What the exercise asks
All that should appear is the line containing "If you could point at the shed" and the lines after it in the records below, each reproduced exactly.

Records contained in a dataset
----

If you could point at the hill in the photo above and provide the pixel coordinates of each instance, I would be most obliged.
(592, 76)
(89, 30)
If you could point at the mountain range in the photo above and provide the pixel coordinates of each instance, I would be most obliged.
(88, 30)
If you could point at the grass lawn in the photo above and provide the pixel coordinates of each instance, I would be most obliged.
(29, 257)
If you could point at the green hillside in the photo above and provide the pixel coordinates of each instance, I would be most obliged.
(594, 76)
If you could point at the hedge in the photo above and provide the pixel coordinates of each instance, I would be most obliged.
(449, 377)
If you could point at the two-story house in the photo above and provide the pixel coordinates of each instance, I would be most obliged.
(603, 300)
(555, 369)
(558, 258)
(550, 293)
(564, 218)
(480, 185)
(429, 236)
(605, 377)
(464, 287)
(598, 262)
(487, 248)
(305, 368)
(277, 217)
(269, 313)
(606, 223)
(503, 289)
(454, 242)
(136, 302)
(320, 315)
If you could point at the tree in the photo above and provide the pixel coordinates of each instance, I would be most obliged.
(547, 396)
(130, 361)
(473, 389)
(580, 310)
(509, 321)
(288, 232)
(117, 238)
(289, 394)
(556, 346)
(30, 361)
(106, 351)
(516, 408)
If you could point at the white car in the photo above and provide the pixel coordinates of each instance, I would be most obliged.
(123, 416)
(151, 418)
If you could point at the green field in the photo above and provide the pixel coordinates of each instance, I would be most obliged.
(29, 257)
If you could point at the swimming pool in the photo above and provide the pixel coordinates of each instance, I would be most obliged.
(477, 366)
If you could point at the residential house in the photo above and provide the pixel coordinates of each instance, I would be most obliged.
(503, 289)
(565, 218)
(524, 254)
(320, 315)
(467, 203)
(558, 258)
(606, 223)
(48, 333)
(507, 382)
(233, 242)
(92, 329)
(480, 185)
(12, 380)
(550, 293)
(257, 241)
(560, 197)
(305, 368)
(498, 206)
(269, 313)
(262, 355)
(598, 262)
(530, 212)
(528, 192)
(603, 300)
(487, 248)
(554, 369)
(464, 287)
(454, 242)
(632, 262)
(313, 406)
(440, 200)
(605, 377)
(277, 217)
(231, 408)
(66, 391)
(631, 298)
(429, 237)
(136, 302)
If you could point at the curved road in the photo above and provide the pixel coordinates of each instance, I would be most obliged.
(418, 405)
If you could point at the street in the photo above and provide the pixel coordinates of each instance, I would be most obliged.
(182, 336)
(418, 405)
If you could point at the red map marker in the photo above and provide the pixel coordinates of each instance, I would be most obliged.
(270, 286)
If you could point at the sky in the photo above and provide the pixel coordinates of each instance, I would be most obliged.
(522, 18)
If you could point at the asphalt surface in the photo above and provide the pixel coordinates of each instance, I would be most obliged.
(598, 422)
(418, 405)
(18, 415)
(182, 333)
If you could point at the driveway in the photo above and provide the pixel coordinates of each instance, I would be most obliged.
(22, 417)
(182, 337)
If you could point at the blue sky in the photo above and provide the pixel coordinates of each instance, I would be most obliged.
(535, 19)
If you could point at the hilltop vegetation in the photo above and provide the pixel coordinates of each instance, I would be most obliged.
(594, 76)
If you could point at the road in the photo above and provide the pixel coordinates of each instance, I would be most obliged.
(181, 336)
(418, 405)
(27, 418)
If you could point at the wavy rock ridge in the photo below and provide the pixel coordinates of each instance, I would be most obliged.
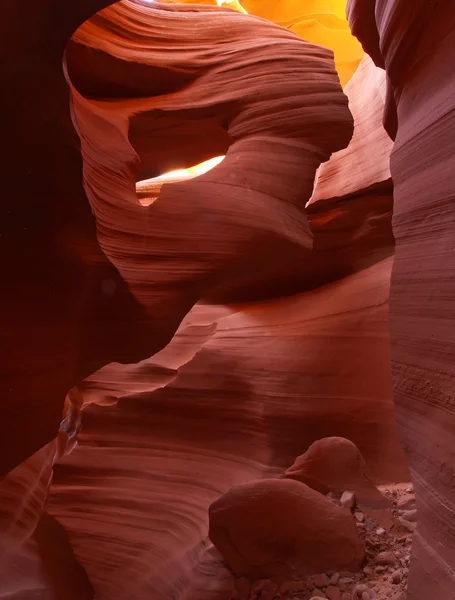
(241, 390)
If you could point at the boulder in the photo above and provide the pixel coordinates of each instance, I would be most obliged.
(276, 527)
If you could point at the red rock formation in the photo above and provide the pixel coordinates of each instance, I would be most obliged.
(208, 412)
(416, 47)
(277, 527)
(335, 464)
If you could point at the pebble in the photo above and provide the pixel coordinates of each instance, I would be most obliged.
(348, 500)
(361, 589)
(385, 558)
(263, 584)
(297, 586)
(345, 583)
(396, 577)
(316, 594)
(410, 515)
(321, 580)
(333, 593)
(407, 524)
(359, 516)
(406, 501)
(244, 586)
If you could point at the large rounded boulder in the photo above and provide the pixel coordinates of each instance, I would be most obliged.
(278, 527)
(335, 464)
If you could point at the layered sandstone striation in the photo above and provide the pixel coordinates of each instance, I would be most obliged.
(415, 45)
(281, 312)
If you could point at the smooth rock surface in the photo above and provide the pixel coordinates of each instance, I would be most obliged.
(282, 527)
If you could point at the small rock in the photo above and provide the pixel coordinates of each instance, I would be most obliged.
(262, 584)
(297, 586)
(333, 593)
(407, 524)
(360, 590)
(244, 587)
(345, 584)
(406, 501)
(410, 515)
(396, 577)
(286, 587)
(385, 558)
(359, 516)
(321, 580)
(347, 500)
(317, 594)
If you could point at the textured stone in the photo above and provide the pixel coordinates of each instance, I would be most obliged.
(281, 527)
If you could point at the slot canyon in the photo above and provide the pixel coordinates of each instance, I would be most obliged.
(228, 300)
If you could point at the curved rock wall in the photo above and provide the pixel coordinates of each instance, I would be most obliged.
(240, 391)
(416, 45)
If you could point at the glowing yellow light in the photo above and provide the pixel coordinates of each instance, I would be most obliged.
(232, 4)
(148, 190)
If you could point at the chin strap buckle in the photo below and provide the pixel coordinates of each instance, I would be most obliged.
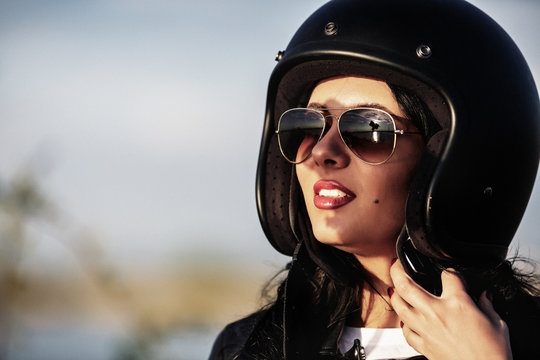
(357, 352)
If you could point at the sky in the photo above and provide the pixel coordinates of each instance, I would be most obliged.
(142, 119)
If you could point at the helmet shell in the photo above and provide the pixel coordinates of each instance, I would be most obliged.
(475, 178)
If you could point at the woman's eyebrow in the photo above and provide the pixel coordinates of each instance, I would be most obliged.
(358, 105)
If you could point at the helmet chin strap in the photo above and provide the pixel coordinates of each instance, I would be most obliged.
(424, 270)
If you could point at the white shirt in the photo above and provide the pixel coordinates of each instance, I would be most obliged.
(379, 344)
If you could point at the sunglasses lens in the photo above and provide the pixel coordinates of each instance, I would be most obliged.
(369, 133)
(298, 131)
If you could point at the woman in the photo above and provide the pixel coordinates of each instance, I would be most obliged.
(396, 130)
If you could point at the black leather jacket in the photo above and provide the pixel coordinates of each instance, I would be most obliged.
(316, 340)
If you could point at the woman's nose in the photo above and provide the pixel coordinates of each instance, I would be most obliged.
(331, 151)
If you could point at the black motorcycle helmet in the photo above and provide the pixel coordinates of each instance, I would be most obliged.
(475, 178)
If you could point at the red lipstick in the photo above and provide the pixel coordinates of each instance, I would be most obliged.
(330, 194)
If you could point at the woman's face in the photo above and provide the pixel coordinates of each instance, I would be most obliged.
(367, 221)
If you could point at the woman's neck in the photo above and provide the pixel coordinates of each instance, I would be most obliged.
(376, 311)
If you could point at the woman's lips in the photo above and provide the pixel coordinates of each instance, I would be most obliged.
(330, 194)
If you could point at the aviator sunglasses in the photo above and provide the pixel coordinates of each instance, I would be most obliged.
(370, 133)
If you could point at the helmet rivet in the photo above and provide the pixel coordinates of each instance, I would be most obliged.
(488, 192)
(423, 51)
(331, 29)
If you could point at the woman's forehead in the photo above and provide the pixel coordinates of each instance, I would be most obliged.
(352, 91)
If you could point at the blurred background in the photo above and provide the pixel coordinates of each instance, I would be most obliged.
(129, 134)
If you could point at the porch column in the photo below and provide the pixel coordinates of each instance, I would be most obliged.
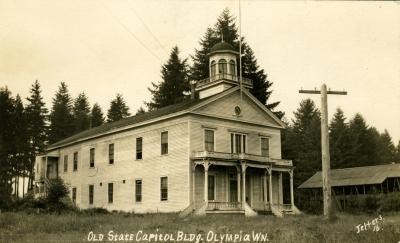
(244, 166)
(206, 165)
(291, 189)
(238, 183)
(270, 186)
(265, 187)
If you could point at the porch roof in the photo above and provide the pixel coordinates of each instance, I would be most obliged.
(366, 175)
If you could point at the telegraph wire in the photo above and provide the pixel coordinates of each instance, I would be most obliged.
(130, 32)
(148, 30)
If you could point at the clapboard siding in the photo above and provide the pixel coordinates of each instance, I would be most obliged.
(175, 165)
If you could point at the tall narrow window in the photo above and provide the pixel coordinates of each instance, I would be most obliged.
(213, 68)
(164, 188)
(232, 67)
(164, 143)
(238, 143)
(110, 192)
(139, 148)
(65, 163)
(74, 194)
(138, 190)
(111, 153)
(222, 66)
(91, 193)
(209, 140)
(265, 146)
(92, 157)
(211, 187)
(75, 161)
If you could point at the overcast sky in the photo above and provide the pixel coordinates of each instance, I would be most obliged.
(108, 47)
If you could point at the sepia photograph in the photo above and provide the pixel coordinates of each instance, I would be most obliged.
(199, 121)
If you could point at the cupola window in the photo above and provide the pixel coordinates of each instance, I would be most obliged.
(232, 67)
(213, 69)
(222, 66)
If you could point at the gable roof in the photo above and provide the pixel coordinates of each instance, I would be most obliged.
(366, 175)
(160, 114)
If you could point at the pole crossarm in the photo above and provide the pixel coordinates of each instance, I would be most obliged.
(319, 92)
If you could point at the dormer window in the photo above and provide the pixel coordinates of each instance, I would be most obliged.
(213, 68)
(222, 66)
(232, 67)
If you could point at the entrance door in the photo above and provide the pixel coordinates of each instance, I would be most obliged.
(232, 188)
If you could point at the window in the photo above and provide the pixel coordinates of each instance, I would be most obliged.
(238, 143)
(265, 146)
(222, 66)
(91, 193)
(111, 153)
(65, 163)
(139, 147)
(213, 69)
(75, 161)
(164, 188)
(92, 157)
(211, 187)
(110, 192)
(232, 67)
(209, 140)
(164, 143)
(138, 190)
(74, 194)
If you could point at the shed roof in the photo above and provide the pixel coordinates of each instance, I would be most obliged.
(365, 175)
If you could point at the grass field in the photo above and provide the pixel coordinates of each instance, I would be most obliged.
(21, 227)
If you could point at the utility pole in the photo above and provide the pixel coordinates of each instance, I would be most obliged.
(326, 186)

----

Result of the task
If you could point at the shed roof in the photo above and provide the pixel coordinates of each instance, I would be most obliged.
(365, 175)
If you could point at the grass field in the photo above and provide the pixel coordinates of each instance, I would be most obliged.
(21, 227)
If you could point at the utility pole in the photo above and provide the pixel coordinates of each instance, I would be most obliged.
(326, 186)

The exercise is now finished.